(Extracted records)
****

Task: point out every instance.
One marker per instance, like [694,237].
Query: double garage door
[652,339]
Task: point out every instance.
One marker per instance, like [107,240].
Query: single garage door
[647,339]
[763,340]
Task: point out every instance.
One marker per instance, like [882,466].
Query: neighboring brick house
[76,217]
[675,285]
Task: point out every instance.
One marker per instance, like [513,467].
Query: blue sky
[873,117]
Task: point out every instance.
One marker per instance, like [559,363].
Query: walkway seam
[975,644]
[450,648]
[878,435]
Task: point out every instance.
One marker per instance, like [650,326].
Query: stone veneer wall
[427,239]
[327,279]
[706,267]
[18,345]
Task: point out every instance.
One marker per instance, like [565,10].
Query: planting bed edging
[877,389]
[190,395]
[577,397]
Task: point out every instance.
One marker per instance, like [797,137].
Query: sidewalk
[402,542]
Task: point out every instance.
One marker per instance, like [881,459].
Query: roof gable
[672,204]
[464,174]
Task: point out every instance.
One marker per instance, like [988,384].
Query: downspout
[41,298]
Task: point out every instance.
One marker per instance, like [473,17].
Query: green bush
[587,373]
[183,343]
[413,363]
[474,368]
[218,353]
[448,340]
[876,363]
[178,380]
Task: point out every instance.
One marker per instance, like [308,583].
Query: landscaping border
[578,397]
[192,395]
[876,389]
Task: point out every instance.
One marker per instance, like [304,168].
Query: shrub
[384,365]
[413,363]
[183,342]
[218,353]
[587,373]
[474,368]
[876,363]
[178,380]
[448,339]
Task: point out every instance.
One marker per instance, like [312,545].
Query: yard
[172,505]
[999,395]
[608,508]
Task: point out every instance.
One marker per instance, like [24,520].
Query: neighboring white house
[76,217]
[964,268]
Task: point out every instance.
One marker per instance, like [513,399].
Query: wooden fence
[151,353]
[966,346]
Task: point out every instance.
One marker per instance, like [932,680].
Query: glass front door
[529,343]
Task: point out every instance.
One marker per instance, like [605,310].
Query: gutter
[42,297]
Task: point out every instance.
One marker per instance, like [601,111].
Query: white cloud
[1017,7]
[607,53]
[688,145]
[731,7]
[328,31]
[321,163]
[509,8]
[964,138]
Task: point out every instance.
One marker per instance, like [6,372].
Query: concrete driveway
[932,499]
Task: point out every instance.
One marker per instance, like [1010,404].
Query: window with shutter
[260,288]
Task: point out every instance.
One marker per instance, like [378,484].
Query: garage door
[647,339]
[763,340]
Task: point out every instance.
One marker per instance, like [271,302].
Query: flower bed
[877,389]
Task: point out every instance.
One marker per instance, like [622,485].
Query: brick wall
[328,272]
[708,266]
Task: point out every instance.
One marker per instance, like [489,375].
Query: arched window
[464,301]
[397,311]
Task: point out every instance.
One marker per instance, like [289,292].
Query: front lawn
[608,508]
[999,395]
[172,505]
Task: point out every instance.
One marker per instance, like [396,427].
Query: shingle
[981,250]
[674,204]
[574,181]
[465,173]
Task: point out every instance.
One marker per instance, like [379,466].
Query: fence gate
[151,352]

****

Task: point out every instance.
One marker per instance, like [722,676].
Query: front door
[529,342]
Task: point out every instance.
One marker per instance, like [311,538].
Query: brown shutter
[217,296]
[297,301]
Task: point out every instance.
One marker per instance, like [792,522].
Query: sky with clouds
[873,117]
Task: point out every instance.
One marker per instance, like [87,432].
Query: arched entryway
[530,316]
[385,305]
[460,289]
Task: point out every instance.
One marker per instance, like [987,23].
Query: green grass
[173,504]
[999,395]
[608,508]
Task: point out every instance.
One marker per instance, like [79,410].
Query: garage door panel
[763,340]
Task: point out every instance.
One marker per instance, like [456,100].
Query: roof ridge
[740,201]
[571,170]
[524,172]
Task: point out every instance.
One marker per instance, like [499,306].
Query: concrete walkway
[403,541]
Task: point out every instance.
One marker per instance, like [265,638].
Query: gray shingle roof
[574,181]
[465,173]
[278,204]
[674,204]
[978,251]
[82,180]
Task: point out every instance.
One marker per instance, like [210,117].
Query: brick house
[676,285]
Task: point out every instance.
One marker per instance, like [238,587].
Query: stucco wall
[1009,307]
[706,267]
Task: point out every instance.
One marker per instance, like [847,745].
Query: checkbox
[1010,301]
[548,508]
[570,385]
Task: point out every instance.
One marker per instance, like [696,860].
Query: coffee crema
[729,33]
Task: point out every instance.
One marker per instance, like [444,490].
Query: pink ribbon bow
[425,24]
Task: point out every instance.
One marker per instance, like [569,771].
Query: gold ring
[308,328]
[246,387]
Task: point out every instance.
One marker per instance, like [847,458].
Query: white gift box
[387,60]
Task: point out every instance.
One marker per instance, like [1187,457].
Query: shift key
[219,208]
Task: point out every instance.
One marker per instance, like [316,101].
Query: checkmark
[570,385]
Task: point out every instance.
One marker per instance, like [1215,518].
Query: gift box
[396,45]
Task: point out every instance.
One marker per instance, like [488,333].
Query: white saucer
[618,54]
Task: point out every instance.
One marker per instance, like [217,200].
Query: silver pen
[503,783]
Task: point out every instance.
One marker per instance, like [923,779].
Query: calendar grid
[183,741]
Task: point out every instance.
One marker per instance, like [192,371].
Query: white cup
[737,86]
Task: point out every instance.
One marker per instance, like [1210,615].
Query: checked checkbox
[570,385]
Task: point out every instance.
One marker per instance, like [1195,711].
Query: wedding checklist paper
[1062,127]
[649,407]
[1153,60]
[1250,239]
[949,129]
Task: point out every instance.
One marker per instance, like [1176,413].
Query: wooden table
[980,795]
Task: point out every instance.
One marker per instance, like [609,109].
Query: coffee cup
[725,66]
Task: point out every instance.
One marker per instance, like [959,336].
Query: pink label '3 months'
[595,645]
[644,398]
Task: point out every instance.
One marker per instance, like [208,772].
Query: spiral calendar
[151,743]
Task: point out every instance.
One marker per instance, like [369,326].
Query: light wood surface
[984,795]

****

What you return must be the lines above that run from the line with "Query: concrete walkway" to the line with "One marker per instance, like [210,117].", inclusive, each copied exactly.

Result of this exercise ::
Query: concrete walkway
[403,541]
Task: point out every instance.
One marker per instance, like [265,638].
Query: gray shingle roof
[574,181]
[465,173]
[278,204]
[674,204]
[978,251]
[82,180]
Task: point out every instance.
One marker per instance, like [210,117].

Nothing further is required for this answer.